- RAW DATA:
# # # # # # #

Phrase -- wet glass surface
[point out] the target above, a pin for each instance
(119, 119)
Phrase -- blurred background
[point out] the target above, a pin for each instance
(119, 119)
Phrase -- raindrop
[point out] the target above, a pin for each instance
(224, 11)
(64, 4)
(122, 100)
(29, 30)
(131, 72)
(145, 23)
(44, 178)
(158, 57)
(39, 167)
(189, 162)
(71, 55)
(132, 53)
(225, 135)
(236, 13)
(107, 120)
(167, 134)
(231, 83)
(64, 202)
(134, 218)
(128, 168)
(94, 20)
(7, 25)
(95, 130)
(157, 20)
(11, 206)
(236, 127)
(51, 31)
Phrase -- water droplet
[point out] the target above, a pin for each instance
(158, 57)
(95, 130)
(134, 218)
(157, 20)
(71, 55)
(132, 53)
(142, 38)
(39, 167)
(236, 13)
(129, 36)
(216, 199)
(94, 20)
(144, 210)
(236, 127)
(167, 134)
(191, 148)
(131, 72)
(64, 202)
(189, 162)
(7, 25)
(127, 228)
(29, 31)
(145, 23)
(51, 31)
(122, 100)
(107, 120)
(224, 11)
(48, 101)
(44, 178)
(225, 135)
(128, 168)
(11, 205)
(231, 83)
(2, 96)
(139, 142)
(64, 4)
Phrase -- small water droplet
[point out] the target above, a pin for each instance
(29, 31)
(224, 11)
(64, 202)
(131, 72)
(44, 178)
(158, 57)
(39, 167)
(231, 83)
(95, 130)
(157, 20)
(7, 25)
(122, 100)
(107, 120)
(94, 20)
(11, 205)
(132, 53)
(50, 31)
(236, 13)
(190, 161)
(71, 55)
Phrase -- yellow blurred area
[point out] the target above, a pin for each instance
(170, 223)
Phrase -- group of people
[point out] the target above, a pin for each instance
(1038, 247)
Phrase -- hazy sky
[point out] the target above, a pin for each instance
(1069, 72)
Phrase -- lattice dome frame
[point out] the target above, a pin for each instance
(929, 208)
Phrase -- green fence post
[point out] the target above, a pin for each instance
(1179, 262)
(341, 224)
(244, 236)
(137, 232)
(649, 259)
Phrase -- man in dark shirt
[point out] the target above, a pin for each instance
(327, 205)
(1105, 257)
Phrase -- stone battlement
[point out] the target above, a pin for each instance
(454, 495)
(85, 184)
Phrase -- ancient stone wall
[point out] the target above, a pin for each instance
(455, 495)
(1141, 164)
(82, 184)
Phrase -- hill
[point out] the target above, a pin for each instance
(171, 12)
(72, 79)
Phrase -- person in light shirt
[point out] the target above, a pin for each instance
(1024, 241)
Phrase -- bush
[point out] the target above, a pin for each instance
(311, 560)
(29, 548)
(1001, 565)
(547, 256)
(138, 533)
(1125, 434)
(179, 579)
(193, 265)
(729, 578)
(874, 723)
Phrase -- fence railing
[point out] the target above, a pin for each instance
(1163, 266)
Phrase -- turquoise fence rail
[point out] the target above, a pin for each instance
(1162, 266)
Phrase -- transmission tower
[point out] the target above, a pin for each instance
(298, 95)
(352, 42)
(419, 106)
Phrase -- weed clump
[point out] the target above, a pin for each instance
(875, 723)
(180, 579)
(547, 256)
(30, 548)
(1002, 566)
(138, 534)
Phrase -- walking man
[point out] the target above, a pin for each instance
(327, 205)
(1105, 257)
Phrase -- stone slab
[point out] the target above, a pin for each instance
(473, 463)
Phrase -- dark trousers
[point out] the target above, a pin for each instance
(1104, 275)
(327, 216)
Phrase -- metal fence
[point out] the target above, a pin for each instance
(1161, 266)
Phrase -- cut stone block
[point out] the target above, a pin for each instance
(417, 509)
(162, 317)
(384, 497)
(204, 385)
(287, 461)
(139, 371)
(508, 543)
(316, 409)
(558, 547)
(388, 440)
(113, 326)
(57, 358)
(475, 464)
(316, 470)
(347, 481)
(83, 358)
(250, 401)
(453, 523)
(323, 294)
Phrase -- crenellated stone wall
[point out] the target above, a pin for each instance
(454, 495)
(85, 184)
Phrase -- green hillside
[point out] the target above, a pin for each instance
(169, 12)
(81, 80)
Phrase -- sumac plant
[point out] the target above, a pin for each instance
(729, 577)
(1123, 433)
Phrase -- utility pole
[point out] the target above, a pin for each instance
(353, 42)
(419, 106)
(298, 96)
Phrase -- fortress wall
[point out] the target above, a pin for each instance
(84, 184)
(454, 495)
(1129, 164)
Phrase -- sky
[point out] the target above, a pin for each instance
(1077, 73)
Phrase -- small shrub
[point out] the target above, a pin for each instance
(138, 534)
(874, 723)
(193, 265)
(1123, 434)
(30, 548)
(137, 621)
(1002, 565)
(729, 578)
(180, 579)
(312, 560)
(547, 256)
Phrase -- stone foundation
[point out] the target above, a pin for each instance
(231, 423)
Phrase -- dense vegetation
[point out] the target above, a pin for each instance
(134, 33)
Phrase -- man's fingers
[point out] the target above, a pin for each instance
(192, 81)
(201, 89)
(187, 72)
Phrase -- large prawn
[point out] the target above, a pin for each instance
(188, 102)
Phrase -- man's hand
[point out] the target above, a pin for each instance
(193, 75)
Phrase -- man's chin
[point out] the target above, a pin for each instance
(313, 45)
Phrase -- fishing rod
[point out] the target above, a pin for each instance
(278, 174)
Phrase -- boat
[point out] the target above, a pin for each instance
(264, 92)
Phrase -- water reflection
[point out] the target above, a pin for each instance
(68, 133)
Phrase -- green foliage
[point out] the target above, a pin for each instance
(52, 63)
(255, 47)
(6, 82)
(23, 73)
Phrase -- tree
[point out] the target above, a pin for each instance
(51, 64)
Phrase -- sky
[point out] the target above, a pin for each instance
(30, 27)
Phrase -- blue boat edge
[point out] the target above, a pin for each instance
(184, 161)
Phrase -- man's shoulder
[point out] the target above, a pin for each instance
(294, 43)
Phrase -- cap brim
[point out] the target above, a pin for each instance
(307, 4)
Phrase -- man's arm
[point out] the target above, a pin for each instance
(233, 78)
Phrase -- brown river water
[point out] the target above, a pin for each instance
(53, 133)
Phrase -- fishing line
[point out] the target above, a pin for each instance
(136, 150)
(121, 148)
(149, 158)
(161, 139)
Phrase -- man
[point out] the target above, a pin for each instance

# # # # # # #

- TRY IT:
Look through the listing, and copy each line in which the string "small" turns up.

- YOUR SOLUTION:
Phrase -- small water droplet
Phrase -- small shrub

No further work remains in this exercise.